### Instructions to follow
Write out, unchanged, everything in the data below from the line containing "road in the photo above." down to the end.

### Provided information

::::

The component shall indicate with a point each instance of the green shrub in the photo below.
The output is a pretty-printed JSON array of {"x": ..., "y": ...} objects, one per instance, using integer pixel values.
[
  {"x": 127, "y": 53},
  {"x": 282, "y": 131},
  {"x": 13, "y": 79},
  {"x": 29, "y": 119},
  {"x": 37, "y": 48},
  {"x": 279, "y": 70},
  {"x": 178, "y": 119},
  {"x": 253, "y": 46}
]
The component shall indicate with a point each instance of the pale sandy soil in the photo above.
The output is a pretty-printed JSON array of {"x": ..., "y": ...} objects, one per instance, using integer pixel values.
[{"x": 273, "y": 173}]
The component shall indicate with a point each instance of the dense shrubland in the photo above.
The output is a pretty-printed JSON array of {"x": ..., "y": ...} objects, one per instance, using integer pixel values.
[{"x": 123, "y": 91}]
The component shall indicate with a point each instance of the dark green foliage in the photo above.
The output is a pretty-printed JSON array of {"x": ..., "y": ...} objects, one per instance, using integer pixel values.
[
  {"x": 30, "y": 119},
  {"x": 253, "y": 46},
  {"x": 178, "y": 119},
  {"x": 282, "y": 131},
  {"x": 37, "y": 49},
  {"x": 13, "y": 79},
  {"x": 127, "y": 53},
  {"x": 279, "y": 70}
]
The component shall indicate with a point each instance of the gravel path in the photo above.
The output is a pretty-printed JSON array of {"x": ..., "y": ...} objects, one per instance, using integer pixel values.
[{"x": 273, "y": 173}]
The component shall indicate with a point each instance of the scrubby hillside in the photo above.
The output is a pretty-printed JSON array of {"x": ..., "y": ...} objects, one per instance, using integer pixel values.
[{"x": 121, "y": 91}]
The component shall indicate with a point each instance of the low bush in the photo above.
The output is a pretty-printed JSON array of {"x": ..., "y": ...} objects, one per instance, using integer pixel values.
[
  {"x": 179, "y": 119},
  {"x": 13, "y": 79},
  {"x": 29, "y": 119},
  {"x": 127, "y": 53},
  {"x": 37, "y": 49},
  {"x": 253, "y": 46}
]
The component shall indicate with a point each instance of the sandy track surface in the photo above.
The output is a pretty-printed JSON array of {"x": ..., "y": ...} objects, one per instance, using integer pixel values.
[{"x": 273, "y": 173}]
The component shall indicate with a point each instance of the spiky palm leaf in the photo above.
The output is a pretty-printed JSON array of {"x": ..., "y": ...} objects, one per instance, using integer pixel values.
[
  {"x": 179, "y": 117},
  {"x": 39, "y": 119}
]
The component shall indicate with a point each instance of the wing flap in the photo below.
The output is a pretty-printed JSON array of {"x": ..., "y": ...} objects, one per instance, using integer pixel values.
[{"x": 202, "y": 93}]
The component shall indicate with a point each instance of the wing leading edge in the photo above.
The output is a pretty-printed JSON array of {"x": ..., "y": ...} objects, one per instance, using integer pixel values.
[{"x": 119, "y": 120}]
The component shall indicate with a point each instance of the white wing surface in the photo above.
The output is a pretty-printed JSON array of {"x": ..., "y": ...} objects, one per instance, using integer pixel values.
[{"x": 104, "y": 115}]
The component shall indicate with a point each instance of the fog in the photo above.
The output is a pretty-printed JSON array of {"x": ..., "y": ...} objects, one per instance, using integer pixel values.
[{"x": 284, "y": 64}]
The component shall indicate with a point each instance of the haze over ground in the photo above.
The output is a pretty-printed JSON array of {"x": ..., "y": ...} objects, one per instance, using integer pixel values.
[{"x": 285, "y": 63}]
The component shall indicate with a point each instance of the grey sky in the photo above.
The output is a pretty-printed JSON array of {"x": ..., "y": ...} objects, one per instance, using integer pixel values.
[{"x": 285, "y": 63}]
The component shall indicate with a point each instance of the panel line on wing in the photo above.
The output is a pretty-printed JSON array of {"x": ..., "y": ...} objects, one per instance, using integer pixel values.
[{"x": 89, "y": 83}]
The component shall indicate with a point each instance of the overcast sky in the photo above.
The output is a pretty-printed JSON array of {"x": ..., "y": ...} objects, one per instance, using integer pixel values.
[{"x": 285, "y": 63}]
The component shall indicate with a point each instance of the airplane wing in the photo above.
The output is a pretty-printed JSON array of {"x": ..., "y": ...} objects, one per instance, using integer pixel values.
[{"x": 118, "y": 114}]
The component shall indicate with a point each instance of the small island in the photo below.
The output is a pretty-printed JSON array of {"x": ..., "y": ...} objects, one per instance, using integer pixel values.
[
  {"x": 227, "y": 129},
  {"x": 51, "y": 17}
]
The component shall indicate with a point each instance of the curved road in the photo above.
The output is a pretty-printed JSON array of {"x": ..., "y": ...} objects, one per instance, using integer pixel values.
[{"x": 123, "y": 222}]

::::

### Answer for the task
The component shall indicate with a point each instance of the curved road in the photo above.
The output is a pretty-printed JSON array of {"x": ..., "y": ...} objects, one per instance, using integer pixel values.
[{"x": 123, "y": 222}]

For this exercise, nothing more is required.